» Data provided
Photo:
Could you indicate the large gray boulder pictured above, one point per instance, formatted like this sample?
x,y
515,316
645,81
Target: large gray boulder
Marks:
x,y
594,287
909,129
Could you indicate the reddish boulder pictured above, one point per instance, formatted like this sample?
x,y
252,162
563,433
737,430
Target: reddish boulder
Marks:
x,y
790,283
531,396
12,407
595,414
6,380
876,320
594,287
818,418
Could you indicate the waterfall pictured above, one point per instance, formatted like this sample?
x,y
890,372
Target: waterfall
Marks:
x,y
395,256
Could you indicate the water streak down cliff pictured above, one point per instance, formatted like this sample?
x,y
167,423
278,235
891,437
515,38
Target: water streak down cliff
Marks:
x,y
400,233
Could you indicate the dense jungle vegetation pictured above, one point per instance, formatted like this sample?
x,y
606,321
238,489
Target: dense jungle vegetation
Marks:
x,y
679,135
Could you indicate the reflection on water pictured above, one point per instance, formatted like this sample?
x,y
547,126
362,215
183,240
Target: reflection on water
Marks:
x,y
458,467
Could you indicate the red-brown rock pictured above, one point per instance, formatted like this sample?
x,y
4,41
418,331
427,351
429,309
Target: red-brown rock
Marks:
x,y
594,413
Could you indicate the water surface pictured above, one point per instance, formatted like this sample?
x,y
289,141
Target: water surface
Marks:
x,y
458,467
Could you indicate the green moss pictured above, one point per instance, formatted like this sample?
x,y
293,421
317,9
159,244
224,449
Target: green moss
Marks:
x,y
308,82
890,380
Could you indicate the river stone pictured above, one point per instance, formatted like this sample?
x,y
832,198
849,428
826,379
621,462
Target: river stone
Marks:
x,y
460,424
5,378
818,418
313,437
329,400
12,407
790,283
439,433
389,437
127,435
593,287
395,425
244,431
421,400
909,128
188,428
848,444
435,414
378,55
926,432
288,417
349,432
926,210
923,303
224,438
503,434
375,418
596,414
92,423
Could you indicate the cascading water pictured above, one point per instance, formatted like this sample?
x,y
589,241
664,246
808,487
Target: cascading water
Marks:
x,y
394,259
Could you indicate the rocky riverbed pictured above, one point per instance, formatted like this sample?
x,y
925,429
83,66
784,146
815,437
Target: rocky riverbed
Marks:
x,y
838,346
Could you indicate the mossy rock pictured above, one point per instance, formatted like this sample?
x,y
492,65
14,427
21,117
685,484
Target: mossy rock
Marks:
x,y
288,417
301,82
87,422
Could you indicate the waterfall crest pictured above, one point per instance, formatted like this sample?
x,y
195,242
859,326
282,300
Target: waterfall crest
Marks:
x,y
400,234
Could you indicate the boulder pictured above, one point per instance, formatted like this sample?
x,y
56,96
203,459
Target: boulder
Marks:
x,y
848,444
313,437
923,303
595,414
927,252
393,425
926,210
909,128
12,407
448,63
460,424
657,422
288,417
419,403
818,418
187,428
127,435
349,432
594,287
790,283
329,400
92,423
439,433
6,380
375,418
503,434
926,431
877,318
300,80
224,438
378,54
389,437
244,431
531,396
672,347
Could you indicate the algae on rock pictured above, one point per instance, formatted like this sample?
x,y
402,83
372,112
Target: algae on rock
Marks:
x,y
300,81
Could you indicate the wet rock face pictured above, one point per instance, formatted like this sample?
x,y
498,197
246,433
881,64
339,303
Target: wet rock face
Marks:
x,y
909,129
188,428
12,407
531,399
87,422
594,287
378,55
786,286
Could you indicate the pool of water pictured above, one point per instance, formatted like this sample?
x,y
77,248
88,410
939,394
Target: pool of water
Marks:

» Exercise
Beginning with the line that contains "Could you indicate the waterfall crest", quote each line exactly through the last line of the entries above, and nothing beyond them.

» Result of the exercise
Could you indicate the waterfall crest pictured above, one point per instance, formatted like this sample?
x,y
195,242
859,326
282,300
Target: waterfall crest
Marks:
x,y
400,234
Could you indicate the boulder pictured above, one point per instance, formatted like this sample?
x,y
56,96
203,459
Target: boulder
Marks:
x,y
848,444
313,437
923,303
595,414
927,252
393,425
926,210
909,128
12,407
448,63
460,424
657,422
288,417
419,403
818,418
187,428
127,435
349,432
594,287
790,283
329,400
92,423
439,433
6,380
375,418
503,434
926,431
877,318
300,80
224,438
378,54
389,437
244,431
531,396
672,347
Could you indicate the algae on rock pictured above, one point per instance, formatted like this sample?
x,y
402,83
372,112
Target: algae on rock
Marks:
x,y
300,81
Could you indicate the wet rock face pictured above, one point per instance, formatted like this sample?
x,y
498,197
246,433
881,64
339,303
Target: wet rock face
Marks:
x,y
909,129
188,428
12,407
531,399
87,422
594,287
378,55
786,286
Could you indicate the pool of water pictured above, one point per instance, formatted like this sample?
x,y
77,248
88,410
939,394
Target: pool of water
Marks:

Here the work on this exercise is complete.